* _WORK TO DO_:
A) Quote the cryptography history text verbatim between "The single, greatest" and "hardware combined [3].", inclusive.
B) Pick up the passage on cryptography and early digital cash after its final sentence and extend it with what follows.

* _TEXT_:
+++++

Cryptography is well documented in Greek and Roman warfare, and is believed to be as ancient as the written word: some characters in clay tablets containing a recipe for pottery glaze were replaced by unfamiliar ones, which could represent an effort to conceal the data from outsiders [1]. A great deal of development was achieved by middle eastern scholars between 700 and 1300 AD applying statistics and mathematics to cryptography. Nevertheless, all methods used since the classic world up until the second world war shared one major flaw: the fact that for a code to be used, a key should be shared between the participants, and this key could be captured by enemy hands in the process.

The single, greatest breakthrough in the science of cryptography happened fifty years ago and it is the development of public-key cryptographic encoding. Public key cryptography was made widely available with the publication of Diffie and Hellman’s paper in 1976 [2], and it provided a mechanism where, due to a mathematical relationship, the key could be split into one part that is made available to all users beforehand and a paired part which is not shared, enabling encrypted messages to be sent without risk of the key being captured. Nowadays we daily employ commercial level cryptography that is virtually undecipherable: trying to do so by brute force (attempting multiple combinations to find the key) would require an amount of time of astronomical proportions, even with all the most sophisticated available hardware combined [3].

There is another important use of public-key cryptography which is even more relevant for cryptocurrencies, that is the proof of authorship. Because of the paired key relationship, on a network where participants are identified by their public key, anyone could use their secret key to prove that they are the author of a specific message, and this is immediately verified by all. This is the technology that enables secure use of internet links (HTTPS) and encrypted messaging (such as Whatsapp), among others. In the cryptocurrency space, this allows for the issuance of digital I-owe-you (IOU) messages which are exactly what constitute the transactions on a network.

Graphical representation of digital signatures
Figure 1. Depiction of digital signatures using public key cryptography. Since all transactions are linked by previous signatures, it is possible to look back at the history of transactions in the ledger. Source: Bitcoin white paper, Nakamoto (2008).

After the development of public-key cryptography, the idea of bringing this innovation to financial transactions began to take form. Publications in the eighties by David Chaum are referred to as an inspiration source for many other researchers that followed, in different fields of science, such as mathematics, cryptography, and software development. Many enthusiasts found themselves interacting in a mailing list called Cypherpunks, which was popular in the ’90s. Mr. Chaum himself tried to launch his Digicash technology in 1990, which offered anonymous transaction infrastructure to commercial banks, but failed to achieve meaningful commercial adoption.

+++++

* _DATASET CONTENT_:

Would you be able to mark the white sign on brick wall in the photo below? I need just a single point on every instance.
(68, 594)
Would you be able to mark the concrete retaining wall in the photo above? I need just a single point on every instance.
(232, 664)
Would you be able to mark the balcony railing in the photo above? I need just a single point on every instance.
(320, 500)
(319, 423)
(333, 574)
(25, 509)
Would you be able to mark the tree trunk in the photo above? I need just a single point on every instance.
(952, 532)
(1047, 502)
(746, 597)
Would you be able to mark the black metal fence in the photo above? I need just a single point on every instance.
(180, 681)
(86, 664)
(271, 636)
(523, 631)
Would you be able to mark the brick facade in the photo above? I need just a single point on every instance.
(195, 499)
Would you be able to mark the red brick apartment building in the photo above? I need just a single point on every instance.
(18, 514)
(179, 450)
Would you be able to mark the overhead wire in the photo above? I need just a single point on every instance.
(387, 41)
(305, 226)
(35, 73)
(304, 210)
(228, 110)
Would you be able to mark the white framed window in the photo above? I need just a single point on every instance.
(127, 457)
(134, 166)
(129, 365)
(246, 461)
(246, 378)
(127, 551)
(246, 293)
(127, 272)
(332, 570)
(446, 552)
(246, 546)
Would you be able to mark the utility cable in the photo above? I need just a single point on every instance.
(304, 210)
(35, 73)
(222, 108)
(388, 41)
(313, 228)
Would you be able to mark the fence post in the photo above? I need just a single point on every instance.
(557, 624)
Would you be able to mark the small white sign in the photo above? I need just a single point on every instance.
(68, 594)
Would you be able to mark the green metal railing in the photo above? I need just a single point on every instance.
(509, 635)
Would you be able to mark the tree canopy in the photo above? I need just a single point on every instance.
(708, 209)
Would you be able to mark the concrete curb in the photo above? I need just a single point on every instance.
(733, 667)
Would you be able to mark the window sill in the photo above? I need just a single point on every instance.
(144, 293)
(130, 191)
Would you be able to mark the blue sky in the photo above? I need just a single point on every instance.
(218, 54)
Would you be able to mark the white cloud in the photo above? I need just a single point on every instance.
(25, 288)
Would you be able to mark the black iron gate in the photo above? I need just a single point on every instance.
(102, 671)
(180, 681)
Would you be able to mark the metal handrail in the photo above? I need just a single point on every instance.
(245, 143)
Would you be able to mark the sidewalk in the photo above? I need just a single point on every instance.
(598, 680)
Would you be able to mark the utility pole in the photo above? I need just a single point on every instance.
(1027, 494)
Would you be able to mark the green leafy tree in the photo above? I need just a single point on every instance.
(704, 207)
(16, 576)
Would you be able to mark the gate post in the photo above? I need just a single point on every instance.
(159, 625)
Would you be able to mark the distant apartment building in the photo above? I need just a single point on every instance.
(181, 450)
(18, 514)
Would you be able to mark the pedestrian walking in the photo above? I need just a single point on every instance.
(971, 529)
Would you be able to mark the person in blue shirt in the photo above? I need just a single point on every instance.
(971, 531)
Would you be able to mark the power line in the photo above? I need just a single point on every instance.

+++++

* _EXERCISE ANSWERS_:
A)
The single, greatest breakthrough in the science of cryptography happened fifty years ago and it is the development of public-key cryptographic encoding. Public key cryptography was made widely available with the publication of Diffie and Hellman’s paper in 1976 [2], and it provided a mechanism where, due to a mathematical relationship, the key could be split into one part that is made available to all users beforehand and a paired part which is not shared, enabling encrypted messages to be sent without risk of the key being captured. Nowadays we daily employ commercial level cryptography that is virtually undecipherable: trying to do so by brute force (attempting multiple combinations to find the key) would require an amount of time of astronomical proportions, even with all the most sophisticated available hardware combined [3].

B)
In 1991, Haber and Stornetta published a paper [4] that would define blockchain technology, without however using this name. The technology consisted of a public repository of information that would add blocks linked to each other by cryptographic proofs, which would be verified with public time-stamping. This meant the creation of a time registration service for public documents or digital signatures of private documents. The researchers launched this concept as a service in 1995 through the company Surety, publishing the digital signatures of each block in a traditional newspaper and crafting what can be considered as the world’s oldest active blockchain.

In 1997 and 1998 both Wei Dai and Nick Szabo would discuss visions of a digital economy based on smart contracts and some form of digital currency that could be programmable. Mr. Szabo published a piece in 2005 proposing a digital cash equivalent by the name of Bit Gold, which used proof-of-work as a measure of value. Bit Gold held many similarities with what would become Bitcoin but was never implemented. Mr. Dai’s vision was credited as influential to the creation of Bitcoin, being included as a reference in Bitcoin’s seminal publication.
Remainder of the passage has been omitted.